EXERCISE DIRECTIONS:
Format the items below as a numbered list, beginning with the line that contains "Confirm that each instance of the lip" and continuing through the line that contains "pixel 248 301", with both of those lines included. Leave out any blank lines, and list only the lines in this span.

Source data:
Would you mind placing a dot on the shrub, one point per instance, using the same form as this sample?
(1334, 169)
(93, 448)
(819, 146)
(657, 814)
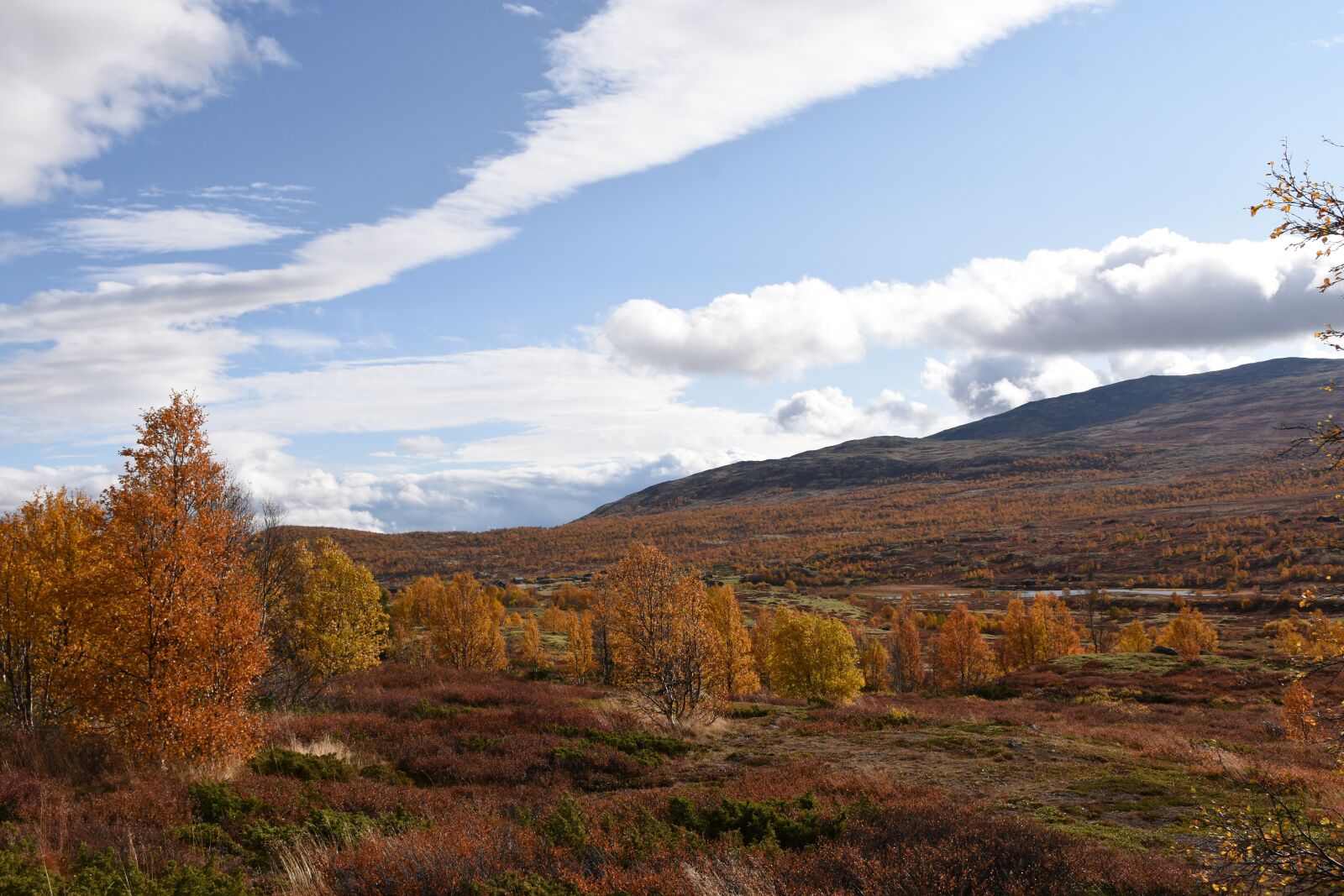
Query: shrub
(215, 802)
(568, 825)
(530, 884)
(790, 824)
(291, 763)
(104, 873)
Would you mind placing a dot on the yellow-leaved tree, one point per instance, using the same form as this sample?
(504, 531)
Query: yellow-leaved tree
(813, 658)
(963, 658)
(907, 672)
(875, 664)
(327, 621)
(578, 631)
(460, 620)
(181, 644)
(763, 647)
(49, 567)
(656, 622)
(732, 665)
(530, 645)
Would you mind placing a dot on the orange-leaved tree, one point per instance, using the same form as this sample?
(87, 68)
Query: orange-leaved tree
(659, 633)
(732, 665)
(907, 672)
(964, 660)
(763, 647)
(1189, 634)
(875, 664)
(327, 621)
(460, 618)
(181, 644)
(1037, 634)
(49, 613)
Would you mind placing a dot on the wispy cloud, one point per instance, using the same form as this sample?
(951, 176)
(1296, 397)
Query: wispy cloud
(165, 230)
(642, 83)
(81, 76)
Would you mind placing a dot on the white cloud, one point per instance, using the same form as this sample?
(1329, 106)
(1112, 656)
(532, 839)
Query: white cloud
(1158, 291)
(423, 445)
(18, 485)
(134, 273)
(165, 230)
(640, 83)
(80, 74)
(832, 414)
(992, 385)
(17, 246)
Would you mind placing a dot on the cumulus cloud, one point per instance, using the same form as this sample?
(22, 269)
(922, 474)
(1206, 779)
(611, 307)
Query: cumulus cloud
(1159, 291)
(81, 74)
(423, 445)
(992, 385)
(165, 230)
(831, 412)
(18, 485)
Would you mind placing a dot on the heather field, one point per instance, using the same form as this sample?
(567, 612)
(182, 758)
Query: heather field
(1084, 774)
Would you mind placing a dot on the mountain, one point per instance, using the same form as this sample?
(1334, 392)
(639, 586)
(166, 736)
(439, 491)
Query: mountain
(1153, 427)
(1162, 481)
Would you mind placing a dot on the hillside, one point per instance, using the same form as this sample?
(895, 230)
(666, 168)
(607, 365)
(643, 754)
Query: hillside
(1163, 481)
(1151, 427)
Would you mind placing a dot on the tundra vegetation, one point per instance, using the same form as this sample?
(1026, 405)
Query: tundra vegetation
(199, 700)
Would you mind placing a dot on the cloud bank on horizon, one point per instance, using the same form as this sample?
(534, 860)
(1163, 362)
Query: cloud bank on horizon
(165, 291)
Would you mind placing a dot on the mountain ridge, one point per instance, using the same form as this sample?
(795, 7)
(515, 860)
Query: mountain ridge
(1152, 425)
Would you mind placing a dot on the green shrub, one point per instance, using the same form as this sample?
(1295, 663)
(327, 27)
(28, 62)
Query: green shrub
(339, 828)
(788, 824)
(104, 873)
(568, 825)
(276, 761)
(385, 774)
(264, 839)
(207, 836)
(217, 802)
(647, 747)
(427, 710)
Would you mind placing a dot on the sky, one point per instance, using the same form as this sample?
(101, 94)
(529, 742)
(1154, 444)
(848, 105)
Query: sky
(461, 265)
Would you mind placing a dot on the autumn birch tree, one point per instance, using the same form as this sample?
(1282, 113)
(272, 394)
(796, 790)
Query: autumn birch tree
(659, 631)
(732, 667)
(461, 621)
(964, 660)
(49, 613)
(813, 658)
(181, 647)
(327, 621)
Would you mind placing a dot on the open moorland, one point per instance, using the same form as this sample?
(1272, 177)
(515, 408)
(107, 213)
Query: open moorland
(1088, 773)
(1037, 678)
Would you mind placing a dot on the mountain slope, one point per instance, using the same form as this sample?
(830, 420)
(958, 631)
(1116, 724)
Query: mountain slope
(1149, 429)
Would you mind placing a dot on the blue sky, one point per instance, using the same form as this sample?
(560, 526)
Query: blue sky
(463, 265)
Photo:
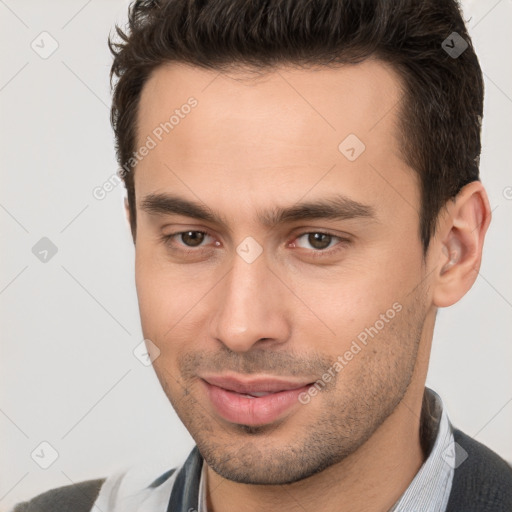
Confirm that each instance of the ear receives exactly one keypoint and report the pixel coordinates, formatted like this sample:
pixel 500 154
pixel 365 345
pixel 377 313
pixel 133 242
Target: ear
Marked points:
pixel 461 233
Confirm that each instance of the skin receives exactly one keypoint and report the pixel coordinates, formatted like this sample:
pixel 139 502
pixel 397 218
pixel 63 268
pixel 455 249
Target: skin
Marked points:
pixel 251 145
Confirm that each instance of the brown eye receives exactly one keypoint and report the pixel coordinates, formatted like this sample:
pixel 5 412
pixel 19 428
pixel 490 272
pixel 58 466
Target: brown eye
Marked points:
pixel 319 240
pixel 192 238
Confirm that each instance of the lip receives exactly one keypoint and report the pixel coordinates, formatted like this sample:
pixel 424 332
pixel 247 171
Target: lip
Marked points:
pixel 228 395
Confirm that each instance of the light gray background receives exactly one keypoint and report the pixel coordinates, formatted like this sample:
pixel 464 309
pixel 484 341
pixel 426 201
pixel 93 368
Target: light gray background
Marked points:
pixel 69 326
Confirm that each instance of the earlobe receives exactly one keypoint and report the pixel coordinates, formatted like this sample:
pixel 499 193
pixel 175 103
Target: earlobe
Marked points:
pixel 453 251
pixel 462 232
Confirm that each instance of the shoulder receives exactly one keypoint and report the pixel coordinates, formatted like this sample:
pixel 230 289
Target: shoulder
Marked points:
pixel 482 479
pixel 78 497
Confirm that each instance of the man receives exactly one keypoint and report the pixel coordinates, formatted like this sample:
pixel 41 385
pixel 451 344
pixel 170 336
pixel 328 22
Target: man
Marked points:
pixel 303 194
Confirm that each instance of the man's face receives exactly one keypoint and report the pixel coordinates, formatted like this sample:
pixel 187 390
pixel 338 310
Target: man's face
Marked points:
pixel 248 301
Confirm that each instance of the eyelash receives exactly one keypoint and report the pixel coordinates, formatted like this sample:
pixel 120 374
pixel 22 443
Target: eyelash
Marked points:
pixel 315 253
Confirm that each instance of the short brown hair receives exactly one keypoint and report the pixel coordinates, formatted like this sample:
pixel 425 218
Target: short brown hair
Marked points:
pixel 442 108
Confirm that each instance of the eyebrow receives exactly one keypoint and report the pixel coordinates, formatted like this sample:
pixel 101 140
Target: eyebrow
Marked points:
pixel 334 207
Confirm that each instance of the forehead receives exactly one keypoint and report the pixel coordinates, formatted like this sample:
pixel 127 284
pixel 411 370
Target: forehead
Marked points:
pixel 272 133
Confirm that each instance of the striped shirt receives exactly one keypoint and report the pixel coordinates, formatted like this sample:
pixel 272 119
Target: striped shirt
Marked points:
pixel 183 489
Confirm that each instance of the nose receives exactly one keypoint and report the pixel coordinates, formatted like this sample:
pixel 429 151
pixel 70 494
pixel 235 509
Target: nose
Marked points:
pixel 251 307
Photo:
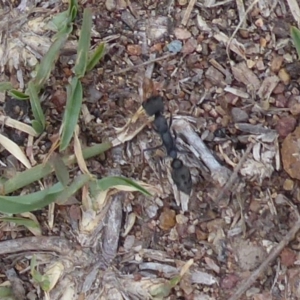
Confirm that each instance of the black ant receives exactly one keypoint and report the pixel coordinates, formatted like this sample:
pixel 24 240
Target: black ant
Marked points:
pixel 181 175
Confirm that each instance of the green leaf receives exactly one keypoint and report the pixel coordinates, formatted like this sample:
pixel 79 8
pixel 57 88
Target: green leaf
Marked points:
pixel 58 22
pixel 48 62
pixel 72 111
pixel 26 177
pixel 5 86
pixel 37 126
pixel 96 56
pixel 113 181
pixel 72 10
pixel 295 33
pixel 175 280
pixel 77 184
pixel 83 44
pixel 30 202
pixel 65 31
pixel 36 105
pixel 18 95
pixel 30 224
pixel 60 170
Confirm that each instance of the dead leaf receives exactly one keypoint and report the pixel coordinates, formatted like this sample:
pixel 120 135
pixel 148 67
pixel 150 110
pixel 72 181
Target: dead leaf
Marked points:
pixel 182 34
pixel 290 152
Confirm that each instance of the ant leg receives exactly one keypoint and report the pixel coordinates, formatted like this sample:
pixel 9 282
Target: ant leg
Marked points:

REPLY TO THE EXERCISE:
1. Confirm that each instance of the lip receives exactly one keypoint and report the pixel coordinates, formatted like this sample:
2. pixel 424 332
3. pixel 247 171
4. Target: lip
5. Marked points:
6. pixel 228 395
7. Confirm that each instance of the light gray background receives exactly one keypoint and report the pixel coordinates, formatted like this sample:
8. pixel 464 309
9. pixel 484 341
10. pixel 426 201
11. pixel 93 368
12. Target: light gray background
13. Marked points:
14. pixel 69 326
15. Confirm that each instance of the earlobe receives exactly one keypoint and report the pixel coordinates, formatted like this sample:
16. pixel 499 193
17. pixel 175 103
18. Target: earlobe
19. Marked points:
20. pixel 453 251
21. pixel 462 232
22. Confirm that each instance of the shoulder receives exactly one keypoint and report the pixel coordinates, formatted like this sample:
23. pixel 230 289
24. Target: shoulder
25. Marked points:
26. pixel 482 479
27. pixel 78 497
28. Confirm that each instance of the man receives exactly one keypoint and report the pixel coordinates, formatted like this sample:
29. pixel 41 385
30. pixel 451 344
31. pixel 170 336
32. pixel 328 22
33. Target: man
34. Marked points:
35. pixel 303 194
36. Confirm that each instance of the man's face receives exactly one keypoint and report the pixel coordinates, formatted like this sample:
37. pixel 187 390
38. pixel 338 310
39. Target: man's face
40. Marked points:
41. pixel 248 301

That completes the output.